● **Required action**
What is needed is an exact transcription of every entry below, with the pictures left out.

● **Input for this task**
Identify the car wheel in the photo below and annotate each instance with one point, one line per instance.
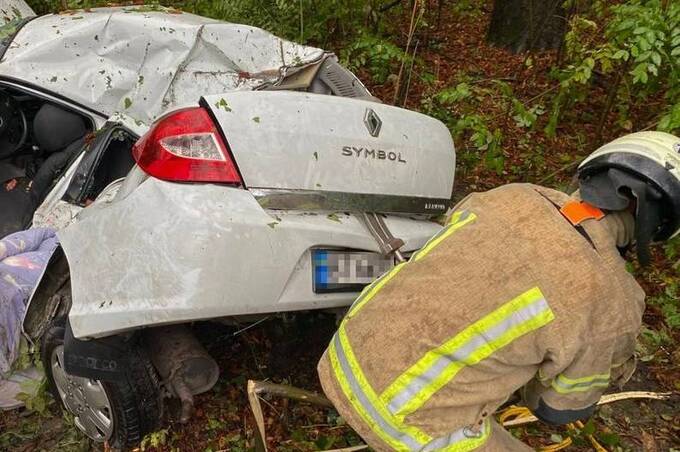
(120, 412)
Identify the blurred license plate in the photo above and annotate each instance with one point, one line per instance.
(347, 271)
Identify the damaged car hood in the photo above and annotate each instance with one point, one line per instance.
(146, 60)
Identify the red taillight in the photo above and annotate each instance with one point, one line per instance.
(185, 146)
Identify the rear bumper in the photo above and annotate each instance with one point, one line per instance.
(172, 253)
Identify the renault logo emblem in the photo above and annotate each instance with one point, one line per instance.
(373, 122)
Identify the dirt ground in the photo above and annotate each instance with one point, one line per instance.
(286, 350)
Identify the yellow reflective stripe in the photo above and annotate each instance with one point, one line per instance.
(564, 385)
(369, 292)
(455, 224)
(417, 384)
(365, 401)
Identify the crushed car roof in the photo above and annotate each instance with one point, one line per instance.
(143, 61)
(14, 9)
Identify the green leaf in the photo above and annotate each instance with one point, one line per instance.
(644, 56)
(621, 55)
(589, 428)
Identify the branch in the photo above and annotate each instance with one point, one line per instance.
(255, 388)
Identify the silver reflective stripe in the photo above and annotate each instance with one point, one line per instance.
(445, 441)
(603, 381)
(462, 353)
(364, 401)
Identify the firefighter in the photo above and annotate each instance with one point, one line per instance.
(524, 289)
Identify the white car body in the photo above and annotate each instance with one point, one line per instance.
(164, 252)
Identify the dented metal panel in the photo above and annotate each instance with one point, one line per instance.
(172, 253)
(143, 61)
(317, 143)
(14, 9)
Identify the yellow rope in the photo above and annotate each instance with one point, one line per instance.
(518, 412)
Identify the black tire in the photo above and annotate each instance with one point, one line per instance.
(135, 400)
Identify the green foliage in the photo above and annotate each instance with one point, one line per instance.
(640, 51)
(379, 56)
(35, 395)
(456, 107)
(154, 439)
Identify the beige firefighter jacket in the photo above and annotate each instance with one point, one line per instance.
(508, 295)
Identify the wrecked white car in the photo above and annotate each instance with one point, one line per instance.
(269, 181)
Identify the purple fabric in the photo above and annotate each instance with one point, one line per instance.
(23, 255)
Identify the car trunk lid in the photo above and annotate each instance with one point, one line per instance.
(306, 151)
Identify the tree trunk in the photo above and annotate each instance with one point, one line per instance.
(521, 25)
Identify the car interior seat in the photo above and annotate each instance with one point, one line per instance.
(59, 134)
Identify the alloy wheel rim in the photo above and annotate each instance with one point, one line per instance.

● **Expected answer**
Identify the car wheel in the photo below and annotate each instance with one point, one line per instance.
(120, 412)
Identify the blurred license plate in the photo above and annotate each instance with one point, one line per instance.
(347, 271)
Identify the damaged car hood in the photo above and annotate each instance with one point, one line per instance.
(146, 60)
Identify the red taillight in the photo above and annotate each instance with one point, one line per instance.
(185, 146)
Identify the rear bumper in the photo above and annotate each instance with one point, one line per instance.
(172, 253)
Identify the renault logo emblem in the photo above and annotate each instance with one point, one line per instance.
(373, 122)
Identify the dirt ground in the photo above and annotate each instance with one point, one line per instance.
(286, 350)
Identify the yellow reflective stripe in the photo above and annotate each instance with one point, one line per instance.
(564, 385)
(369, 292)
(455, 224)
(417, 384)
(365, 401)
Identify the crushed car roof in the photo above and annotate each instance with one point, one line per instance.
(143, 61)
(14, 9)
Identify the green leaf in the photo above and annotate each instance with one point, one line per instance.
(644, 56)
(621, 55)
(589, 428)
Identify the branch in the photo above and annotate each instance with one point, one line per instance.
(255, 388)
Identify the silver reflective stripe in the photo above and annotate each instance with one point, one line per instance.
(445, 441)
(603, 381)
(462, 353)
(364, 401)
Identify the firefighter in the photo above and annotate each instance with one point, one line per instance.
(524, 289)
Identify the white car body in the photo above and annotate each instance with one point, one line per instance.
(164, 252)
Identify the dented metal panel in the photo above and annotate each instance with one point, one line per instance.
(172, 253)
(143, 61)
(317, 143)
(14, 9)
Identify the yellow rope in the photo above and annotate each instance with one point, one line per instance.
(518, 412)
Identify the black tire in the photo above and annotate each instance with one point, one line per instance.
(135, 400)
Identify the green foliage in the photo above and annotate each instance with one point, one line per instance.
(640, 51)
(379, 56)
(35, 395)
(456, 107)
(154, 439)
Identify the beige firefighter jacket in the photo above and annotate each instance with one point, one line per instance.
(508, 295)
Identify the wrecked white car in the photo above and annotate each instance with one point, one line per instance.
(269, 181)
Identify the purple fabric in the photo above and annotate each instance with one point, one line per instance.
(23, 255)
Identify the car trunk lid in the photo above and annotate each instance with one point, one line per instance.
(306, 151)
Identify the tree trunk in the photo above and annotate each instance with one point, one line per instance.
(521, 25)
Identify the car interior seat in the photo above and annotate each instance with one point, one line per instance.
(59, 134)
Identify the alloy wheel rim in the photo above and annotate each instance with one point, one line per instance.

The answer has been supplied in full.